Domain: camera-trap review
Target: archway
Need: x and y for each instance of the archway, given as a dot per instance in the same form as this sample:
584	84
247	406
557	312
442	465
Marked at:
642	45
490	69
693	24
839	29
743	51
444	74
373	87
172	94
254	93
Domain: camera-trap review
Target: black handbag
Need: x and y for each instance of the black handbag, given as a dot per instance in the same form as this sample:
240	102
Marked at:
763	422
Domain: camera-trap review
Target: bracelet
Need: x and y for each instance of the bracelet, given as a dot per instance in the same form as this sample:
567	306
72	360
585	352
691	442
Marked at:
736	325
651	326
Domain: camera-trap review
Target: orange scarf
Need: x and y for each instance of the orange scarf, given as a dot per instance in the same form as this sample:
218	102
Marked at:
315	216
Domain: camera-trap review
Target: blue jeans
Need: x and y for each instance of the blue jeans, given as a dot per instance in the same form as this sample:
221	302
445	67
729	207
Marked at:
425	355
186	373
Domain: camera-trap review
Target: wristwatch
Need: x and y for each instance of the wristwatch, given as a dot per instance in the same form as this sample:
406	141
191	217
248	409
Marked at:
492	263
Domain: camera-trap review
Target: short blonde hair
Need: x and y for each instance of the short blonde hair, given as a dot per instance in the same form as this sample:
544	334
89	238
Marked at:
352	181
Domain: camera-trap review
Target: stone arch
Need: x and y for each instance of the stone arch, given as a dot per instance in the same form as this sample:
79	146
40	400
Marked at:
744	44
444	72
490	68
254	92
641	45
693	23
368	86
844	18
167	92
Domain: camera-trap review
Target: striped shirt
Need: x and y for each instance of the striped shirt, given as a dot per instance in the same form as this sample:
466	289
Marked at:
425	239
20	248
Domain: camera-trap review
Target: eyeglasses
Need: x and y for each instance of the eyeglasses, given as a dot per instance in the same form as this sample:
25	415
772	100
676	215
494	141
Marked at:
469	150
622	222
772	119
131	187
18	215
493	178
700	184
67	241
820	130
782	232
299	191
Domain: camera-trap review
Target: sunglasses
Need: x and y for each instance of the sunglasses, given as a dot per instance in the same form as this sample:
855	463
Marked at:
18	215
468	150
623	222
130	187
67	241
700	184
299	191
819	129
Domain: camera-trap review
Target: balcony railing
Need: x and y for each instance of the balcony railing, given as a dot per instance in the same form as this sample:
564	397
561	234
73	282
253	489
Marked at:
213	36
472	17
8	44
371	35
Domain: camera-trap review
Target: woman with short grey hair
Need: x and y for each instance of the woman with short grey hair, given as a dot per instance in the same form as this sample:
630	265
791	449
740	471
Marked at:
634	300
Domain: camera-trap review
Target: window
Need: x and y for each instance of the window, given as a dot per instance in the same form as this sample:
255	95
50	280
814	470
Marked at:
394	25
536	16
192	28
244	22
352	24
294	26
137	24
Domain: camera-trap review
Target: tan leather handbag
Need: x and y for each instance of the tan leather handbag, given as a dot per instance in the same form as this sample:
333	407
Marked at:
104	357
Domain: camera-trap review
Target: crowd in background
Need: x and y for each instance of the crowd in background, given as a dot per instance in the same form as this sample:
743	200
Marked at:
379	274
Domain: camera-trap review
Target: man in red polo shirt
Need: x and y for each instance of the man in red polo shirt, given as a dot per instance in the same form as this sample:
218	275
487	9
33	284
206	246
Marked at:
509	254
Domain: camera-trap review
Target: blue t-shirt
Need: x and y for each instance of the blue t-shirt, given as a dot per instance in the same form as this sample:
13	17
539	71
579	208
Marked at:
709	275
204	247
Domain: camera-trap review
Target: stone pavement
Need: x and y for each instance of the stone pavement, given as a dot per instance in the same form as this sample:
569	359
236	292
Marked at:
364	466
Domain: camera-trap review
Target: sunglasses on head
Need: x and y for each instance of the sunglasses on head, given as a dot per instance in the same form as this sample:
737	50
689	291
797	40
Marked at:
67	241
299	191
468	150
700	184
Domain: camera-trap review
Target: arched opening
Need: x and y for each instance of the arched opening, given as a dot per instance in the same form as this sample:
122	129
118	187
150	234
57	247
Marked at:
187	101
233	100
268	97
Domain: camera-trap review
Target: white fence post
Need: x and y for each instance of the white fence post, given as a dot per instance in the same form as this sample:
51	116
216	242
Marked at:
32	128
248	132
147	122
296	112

Task statement
Using the data above, restate every record word for word.

Output
Domain: camera-trap review
Target: archway
Need: x and y for each instance of the archway, given as a dot per instance in the same form as this sample:
584	84
247	406
557	312
442	465
Marked at:
642	45
490	69
693	24
839	29
743	51
444	74
373	87
172	94
254	93
Domain: camera-trap review
Target: black handbag
Need: x and y for each instance of the black handbag, given as a dot per instance in the same form as this sample:
240	102
Marked at:
763	422
Domain: camera-trap review
Target: bracelet
Need: x and y for each instance of the bracelet, given as a dot per instance in the same form as this sample:
567	306
72	360
585	352
691	442
Marked at:
736	325
651	326
Domain: camera-trap review
Target: orange scarf
Need: x and y for each instance of the orange scarf, given as a dot per instance in the same form as this sample:
218	102
Marked at:
315	216
Domain: camera-trap review
Target: blue jeans
Need: x and y for each instance of the blue jeans, given as a dot per instance in the same form as this sample:
221	302
445	67
729	207
Marked at:
425	355
186	373
Domain: camera-trap review
Target: wristwatch
Need: x and y for each instance of the wristwatch, given as a dot per instance in the same form as this sample:
406	141
191	217
248	409
Marked at:
492	263
Domain: camera-trap review
Target: short blonde hair
Need: x and y for each instance of the short blonde hair, given as a dot per instance in the same form as this sample:
544	334
89	238
Marked at:
352	181
Domain: camera-trap review
Target: stone arch
Need: x and y for each instance of the stone arch, given as a dot per instance in the same form as this sample:
79	146
40	400
Marked at:
744	44
444	72
490	68
254	92
641	45
693	23
368	86
844	18
167	92
Domain: camera-trap review
Target: striped shirt
Need: x and y for each instance of the striped shirt, given as a dot per instance in the same form as this sample:
466	289
Marked at:
425	239
20	248
Domain: camera-trap review
Target: eyeglasses
Need: x and y for each instance of the eyeglasses, given as a dot per instance in the same form as this sample:
25	415
772	100
676	215
494	141
Marked at:
469	150
622	222
772	119
131	187
18	215
493	178
700	184
67	241
820	130
782	232
299	191
Domain: camera-trap review
Target: sunglasses
Need: x and y for each instance of the sunglasses, given as a dot per instance in the same form as this sample:
855	463
Marked at:
18	215
468	150
623	222
130	187
67	241
700	184
299	191
819	129
Domain: camera-trap review
Target: balcony railing
Need: x and y for each instance of the balcony railing, given as a dot per instance in the same form as this sample:
564	397
561	234
73	282
253	489
Marked at:
213	36
472	17
8	44
371	35
Domain: camera-trap review
Target: woman with short grey hair
Need: x and y for each instance of the woman with short grey hair, given as a dot per instance in the same form as this sample:
630	265
791	449
740	471
Marked at:
634	300
Domain: camera-trap review
Target: window
Need: x and y for each instance of the window, given as a dot per instance in the same form as this sample:
255	95
50	280
814	470
Marked at:
394	25
536	16
192	28
244	22
352	24
294	26
137	24
Domain: camera-trap review
Target: tan leather handbag
Need: x and y for each instance of the tan leather handbag, given as a dot per instance in the same form as this sample:
333	407
Marked at:
104	357
Domain: camera-trap review
Target: crowd in background
Need: x and y for each instance of the crowd in background, given as a dot per instance in the same form as this sample:
743	200
Marked at:
379	274
Domain: camera-trap review
Target: man in red polo shirt
Need: x and y for each instance of the man in red polo shirt, given as a dot per instance in the same form as this sample:
218	275
487	9
33	284
206	246
Marked at:
509	254
Domain: camera-trap review
Target: blue t-shirt
Need: x and y for each instance of the blue t-shirt, given as a dot per instance in the same form as this sample:
13	17
539	71
579	208
Marked at:
709	275
204	247
Domain: camera-trap review
Target: stone pavement
Need: x and y for each instance of the stone pavement, given as a dot per instance in the same form as this sample:
569	359
236	292
Marked at:
364	466
Domain: camera-trap review
Target: sunglasses on head
Need: x and y for each instance of the sunglasses on head, given as a dot per instance in the same form as this sample:
737	50
689	291
797	40
Marked at:
67	241
299	191
468	150
700	184
Domain: camera-trap review
Target: arched opening
Need: x and y for each instance of the arched opening, given as a dot per instance in the same form as this sample:
122	129
118	187
150	234
57	247
Marked at:
187	101
233	100
268	97
Domain: camera-trap review
Target: white fence post
Need: x and y for each instance of the white fence post, given as a dot per instance in the same form as this sample:
51	116
216	242
Marked at:
32	128
248	132
147	122
296	112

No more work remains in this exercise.